▶ EXERCISE BRIEF:
Gather all lines in the entries that include the word "ceiling".

━━ GIVEN INFORMATION ━━

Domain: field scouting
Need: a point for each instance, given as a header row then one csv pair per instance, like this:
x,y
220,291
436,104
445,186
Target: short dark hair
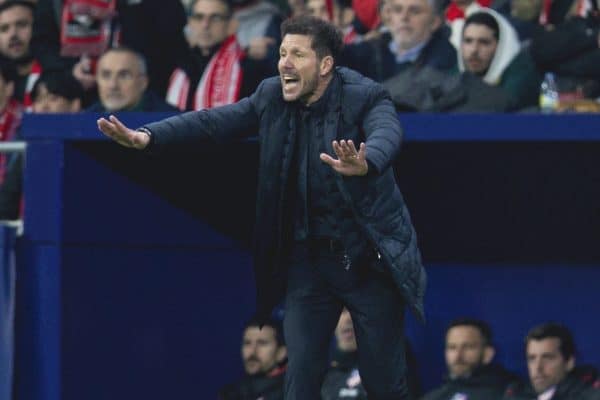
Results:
x,y
484,329
12,3
227,3
486,19
8,71
60,83
326,38
273,323
554,330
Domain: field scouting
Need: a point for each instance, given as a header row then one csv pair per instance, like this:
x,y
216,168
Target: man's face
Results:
x,y
318,9
121,81
478,47
260,352
209,23
300,69
546,364
344,333
411,22
15,32
46,102
465,351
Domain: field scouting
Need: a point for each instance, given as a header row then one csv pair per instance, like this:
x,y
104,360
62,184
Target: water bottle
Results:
x,y
549,94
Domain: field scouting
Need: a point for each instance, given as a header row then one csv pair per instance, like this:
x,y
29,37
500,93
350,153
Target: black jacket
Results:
x,y
256,387
486,383
583,383
373,58
360,110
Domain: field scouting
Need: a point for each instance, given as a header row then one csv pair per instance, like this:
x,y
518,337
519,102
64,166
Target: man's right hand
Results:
x,y
114,129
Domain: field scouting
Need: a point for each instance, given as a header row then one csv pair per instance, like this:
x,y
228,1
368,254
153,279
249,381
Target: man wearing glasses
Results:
x,y
122,80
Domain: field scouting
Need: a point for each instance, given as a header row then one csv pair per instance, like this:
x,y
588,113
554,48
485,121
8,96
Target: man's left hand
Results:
x,y
350,162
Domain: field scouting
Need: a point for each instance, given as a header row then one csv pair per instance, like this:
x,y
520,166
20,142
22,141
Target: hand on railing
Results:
x,y
116,130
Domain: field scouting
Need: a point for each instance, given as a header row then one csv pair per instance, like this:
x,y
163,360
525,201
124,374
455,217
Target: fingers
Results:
x,y
346,151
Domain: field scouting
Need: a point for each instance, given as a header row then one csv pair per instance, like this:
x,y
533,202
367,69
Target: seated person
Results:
x,y
416,38
57,92
215,71
471,373
264,355
122,81
553,374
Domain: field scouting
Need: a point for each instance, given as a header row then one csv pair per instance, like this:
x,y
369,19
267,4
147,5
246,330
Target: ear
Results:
x,y
326,65
76,105
281,354
436,23
570,364
488,354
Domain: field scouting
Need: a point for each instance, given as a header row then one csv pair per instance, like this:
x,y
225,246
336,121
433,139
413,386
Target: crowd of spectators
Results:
x,y
472,372
155,55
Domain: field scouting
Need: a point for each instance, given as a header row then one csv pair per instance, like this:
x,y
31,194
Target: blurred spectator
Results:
x,y
215,70
416,39
16,23
11,112
264,355
320,9
53,92
471,374
344,18
550,355
490,49
57,92
343,379
70,34
123,83
570,49
258,29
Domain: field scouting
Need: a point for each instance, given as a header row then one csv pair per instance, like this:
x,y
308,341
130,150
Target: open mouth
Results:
x,y
290,81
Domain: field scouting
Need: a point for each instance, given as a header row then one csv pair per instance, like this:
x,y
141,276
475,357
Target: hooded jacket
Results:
x,y
360,110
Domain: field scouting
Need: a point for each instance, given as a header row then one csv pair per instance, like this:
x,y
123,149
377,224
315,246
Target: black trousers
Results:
x,y
319,285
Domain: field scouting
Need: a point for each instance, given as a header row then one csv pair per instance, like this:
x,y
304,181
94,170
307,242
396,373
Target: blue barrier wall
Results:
x,y
7,309
135,275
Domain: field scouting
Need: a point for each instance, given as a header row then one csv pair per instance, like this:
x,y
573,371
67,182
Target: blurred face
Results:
x,y
344,333
478,47
260,352
318,9
465,351
411,22
303,76
15,32
6,92
208,24
120,79
546,364
46,102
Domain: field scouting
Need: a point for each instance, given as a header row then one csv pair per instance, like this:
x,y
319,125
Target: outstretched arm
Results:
x,y
350,162
116,130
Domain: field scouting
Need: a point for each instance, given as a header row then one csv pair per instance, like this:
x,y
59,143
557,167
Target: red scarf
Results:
x,y
220,83
455,12
86,27
10,120
34,75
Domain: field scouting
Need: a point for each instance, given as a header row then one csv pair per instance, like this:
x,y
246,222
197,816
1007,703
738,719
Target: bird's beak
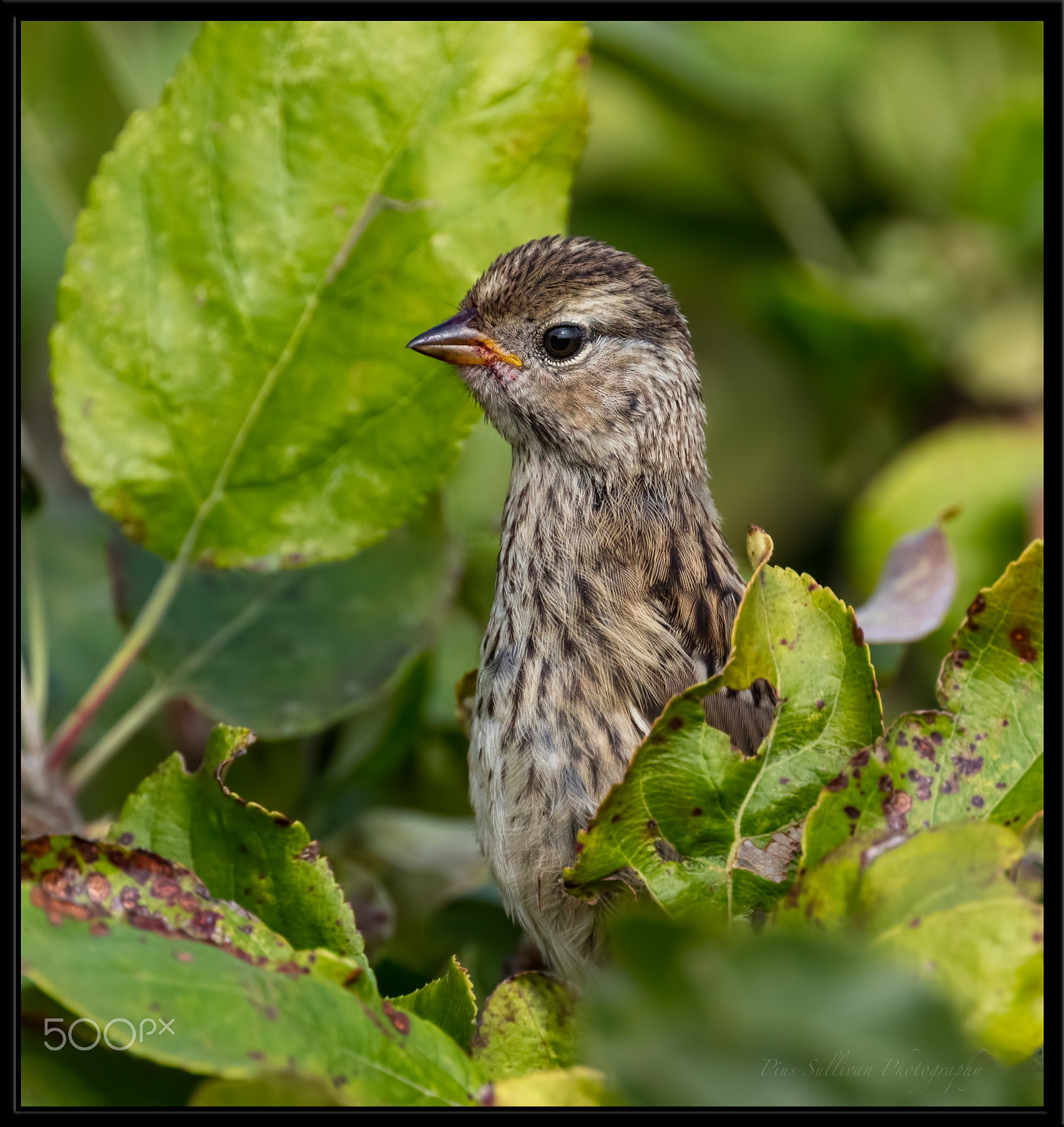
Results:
x,y
457,342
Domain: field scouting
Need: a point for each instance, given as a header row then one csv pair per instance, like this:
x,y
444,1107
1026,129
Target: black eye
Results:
x,y
564,341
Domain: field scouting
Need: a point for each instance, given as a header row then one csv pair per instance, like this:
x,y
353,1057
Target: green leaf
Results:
x,y
231,1019
689,1017
983,758
1002,180
555,1088
990,471
268,1090
446,1002
99,1079
733,818
941,902
527,1026
240,851
99,882
291,654
257,251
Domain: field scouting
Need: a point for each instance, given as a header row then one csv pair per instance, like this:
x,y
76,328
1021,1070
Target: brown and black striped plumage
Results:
x,y
615,587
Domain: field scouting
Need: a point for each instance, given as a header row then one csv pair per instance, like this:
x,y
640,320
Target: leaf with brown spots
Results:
x,y
731,822
234,1019
239,850
979,759
941,901
110,885
448,1002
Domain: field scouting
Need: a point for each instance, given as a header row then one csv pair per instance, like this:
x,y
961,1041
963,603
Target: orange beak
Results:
x,y
457,342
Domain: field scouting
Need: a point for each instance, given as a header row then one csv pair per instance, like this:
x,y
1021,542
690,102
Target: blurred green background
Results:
x,y
851,217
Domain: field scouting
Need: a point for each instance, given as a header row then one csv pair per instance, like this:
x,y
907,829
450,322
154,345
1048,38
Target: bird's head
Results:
x,y
576,349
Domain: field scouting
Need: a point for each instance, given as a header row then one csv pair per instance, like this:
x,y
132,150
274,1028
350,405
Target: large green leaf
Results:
x,y
290,654
941,902
448,1002
527,1026
240,851
257,251
983,756
734,818
218,1016
990,471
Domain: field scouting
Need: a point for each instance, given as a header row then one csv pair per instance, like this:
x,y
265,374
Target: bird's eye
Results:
x,y
564,341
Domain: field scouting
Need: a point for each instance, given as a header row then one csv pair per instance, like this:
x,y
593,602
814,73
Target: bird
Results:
x,y
615,587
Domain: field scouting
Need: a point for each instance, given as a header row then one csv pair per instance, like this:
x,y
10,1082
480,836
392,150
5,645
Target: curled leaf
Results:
x,y
914,591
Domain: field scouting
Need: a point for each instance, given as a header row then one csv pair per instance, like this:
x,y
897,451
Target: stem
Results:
x,y
37,623
141,631
30,717
144,710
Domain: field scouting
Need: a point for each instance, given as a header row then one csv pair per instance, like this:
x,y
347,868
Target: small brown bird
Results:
x,y
615,589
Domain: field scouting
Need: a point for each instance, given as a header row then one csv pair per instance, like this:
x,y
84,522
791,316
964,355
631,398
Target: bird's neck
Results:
x,y
576,547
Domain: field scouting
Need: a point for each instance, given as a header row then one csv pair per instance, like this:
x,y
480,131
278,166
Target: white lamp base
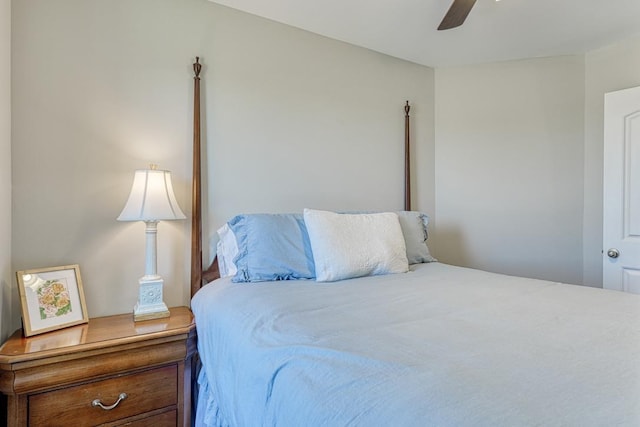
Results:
x,y
150,304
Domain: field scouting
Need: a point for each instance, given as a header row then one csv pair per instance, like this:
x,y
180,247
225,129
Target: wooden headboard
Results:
x,y
200,276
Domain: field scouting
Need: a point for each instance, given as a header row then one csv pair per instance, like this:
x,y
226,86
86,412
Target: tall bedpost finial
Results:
x,y
197,67
407,160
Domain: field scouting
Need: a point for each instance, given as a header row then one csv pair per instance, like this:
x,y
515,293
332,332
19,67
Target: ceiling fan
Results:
x,y
457,14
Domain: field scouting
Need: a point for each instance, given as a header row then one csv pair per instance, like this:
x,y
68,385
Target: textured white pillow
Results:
x,y
346,246
226,250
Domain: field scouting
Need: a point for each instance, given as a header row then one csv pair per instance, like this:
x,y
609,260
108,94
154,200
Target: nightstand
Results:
x,y
112,371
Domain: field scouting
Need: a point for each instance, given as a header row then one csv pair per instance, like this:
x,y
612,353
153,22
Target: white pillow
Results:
x,y
346,246
226,250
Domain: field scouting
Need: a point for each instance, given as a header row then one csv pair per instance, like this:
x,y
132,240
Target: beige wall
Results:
x,y
509,167
105,87
5,169
608,69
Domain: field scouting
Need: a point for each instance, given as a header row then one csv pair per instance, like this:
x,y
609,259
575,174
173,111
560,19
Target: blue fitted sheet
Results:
x,y
438,346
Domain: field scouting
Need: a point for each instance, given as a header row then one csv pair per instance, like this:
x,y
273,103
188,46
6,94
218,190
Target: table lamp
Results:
x,y
151,200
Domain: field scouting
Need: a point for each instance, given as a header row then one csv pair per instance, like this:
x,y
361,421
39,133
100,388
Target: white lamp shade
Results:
x,y
151,198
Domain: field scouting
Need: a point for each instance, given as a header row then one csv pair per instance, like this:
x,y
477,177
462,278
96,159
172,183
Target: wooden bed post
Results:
x,y
407,160
196,204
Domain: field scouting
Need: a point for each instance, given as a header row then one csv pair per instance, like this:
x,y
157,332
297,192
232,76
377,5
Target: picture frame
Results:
x,y
51,298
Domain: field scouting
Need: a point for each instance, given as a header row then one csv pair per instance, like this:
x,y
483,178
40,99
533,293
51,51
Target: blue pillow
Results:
x,y
272,247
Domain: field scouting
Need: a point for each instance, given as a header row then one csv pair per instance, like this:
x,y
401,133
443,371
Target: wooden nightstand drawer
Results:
x,y
146,391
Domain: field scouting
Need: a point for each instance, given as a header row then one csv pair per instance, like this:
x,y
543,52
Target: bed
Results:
x,y
297,326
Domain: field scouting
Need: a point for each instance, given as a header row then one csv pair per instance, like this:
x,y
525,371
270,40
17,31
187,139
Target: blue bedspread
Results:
x,y
438,346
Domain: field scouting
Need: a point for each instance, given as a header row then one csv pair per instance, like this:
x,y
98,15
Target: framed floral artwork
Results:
x,y
51,298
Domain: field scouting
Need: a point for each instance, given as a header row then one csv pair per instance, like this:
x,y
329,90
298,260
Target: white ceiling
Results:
x,y
494,30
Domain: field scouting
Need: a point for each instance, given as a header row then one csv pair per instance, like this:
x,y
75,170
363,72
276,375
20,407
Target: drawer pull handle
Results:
x,y
98,402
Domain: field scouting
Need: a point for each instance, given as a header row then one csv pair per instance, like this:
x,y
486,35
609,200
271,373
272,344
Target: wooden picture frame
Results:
x,y
51,298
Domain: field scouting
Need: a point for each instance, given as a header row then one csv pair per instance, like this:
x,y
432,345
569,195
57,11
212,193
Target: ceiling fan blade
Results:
x,y
457,14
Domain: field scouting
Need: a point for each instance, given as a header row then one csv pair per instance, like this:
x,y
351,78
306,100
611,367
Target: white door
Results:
x,y
621,254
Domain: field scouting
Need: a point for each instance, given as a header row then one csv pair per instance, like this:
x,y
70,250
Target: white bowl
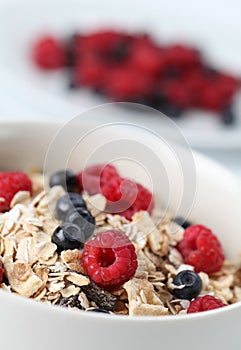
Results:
x,y
26,324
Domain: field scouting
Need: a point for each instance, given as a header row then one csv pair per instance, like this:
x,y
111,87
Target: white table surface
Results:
x,y
17,105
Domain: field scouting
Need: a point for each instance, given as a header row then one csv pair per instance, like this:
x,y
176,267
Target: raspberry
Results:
x,y
201,249
110,259
143,201
1,272
10,184
147,59
204,303
93,177
49,53
127,84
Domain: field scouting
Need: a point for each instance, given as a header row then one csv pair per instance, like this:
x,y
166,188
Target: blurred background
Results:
x,y
61,57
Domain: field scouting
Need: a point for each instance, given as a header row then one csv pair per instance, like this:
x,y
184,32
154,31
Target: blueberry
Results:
x,y
68,236
65,178
182,222
99,310
191,282
68,202
228,117
83,219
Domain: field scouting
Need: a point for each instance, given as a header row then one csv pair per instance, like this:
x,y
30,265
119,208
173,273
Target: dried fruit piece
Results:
x,y
65,178
186,285
102,299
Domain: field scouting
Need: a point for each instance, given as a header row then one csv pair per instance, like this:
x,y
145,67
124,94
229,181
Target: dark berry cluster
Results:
x,y
134,68
77,222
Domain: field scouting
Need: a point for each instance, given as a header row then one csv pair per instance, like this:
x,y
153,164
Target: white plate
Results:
x,y
213,26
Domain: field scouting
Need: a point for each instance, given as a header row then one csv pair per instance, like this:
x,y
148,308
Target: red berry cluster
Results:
x,y
204,303
201,249
134,68
124,196
10,184
110,259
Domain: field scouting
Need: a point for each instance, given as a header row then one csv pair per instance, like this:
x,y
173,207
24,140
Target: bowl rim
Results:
x,y
198,157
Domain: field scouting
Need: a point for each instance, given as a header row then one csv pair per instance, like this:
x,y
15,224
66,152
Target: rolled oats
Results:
x,y
34,268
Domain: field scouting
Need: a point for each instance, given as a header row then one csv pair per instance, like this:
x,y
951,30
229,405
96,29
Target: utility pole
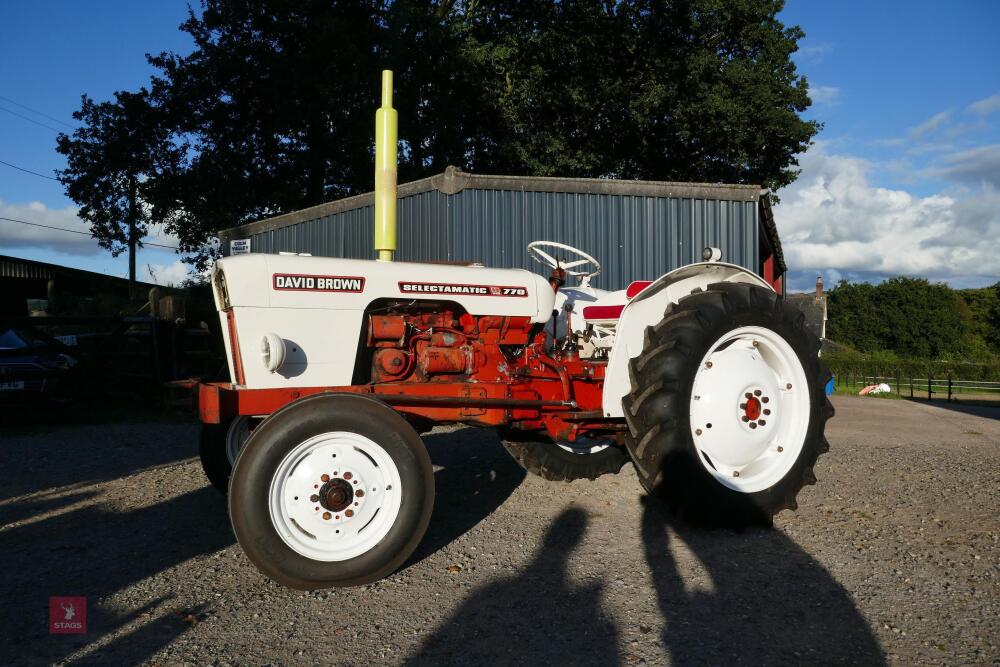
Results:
x,y
131,238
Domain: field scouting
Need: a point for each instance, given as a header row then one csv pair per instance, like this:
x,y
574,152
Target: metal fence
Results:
x,y
948,388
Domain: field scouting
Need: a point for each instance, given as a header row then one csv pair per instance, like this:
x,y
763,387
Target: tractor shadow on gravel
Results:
x,y
769,601
97,552
474,476
536,618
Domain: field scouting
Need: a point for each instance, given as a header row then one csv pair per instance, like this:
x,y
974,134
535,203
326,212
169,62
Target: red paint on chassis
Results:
x,y
560,393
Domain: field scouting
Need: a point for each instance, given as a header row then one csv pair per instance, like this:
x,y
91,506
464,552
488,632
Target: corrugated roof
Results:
x,y
17,267
454,180
616,215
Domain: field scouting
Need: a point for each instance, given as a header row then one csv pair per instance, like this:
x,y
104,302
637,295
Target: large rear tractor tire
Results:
x,y
331,490
728,406
563,462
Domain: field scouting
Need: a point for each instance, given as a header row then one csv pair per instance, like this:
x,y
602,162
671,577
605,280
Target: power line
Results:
x,y
28,171
74,231
31,120
40,113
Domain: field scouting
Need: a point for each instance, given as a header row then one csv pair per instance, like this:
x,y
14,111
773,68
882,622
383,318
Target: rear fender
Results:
x,y
647,309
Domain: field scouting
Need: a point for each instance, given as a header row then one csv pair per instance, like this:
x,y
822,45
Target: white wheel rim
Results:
x,y
750,444
306,505
236,437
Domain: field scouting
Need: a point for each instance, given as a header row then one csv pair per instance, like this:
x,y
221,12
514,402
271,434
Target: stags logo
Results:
x,y
464,290
67,615
305,283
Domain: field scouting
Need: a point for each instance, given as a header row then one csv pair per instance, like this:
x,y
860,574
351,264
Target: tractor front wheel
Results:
x,y
331,490
728,406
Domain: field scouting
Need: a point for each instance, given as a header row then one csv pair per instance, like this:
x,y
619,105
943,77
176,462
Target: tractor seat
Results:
x,y
613,312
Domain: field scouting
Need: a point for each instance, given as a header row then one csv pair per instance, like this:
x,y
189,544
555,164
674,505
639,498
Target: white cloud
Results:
x,y
986,106
814,53
824,94
166,274
16,235
832,217
929,125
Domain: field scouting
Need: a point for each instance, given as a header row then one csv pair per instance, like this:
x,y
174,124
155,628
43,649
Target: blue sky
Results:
x,y
904,178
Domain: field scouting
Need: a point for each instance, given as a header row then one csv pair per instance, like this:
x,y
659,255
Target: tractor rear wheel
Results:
x,y
728,406
563,462
331,490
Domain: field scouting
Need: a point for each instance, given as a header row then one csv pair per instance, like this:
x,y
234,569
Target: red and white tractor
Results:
x,y
705,379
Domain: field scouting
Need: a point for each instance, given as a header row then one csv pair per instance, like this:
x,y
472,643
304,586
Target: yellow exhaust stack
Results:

━━━

▶ TASK OUTPUT:
Target: ceiling fan
Target: white ceiling
Target: ceiling fan blade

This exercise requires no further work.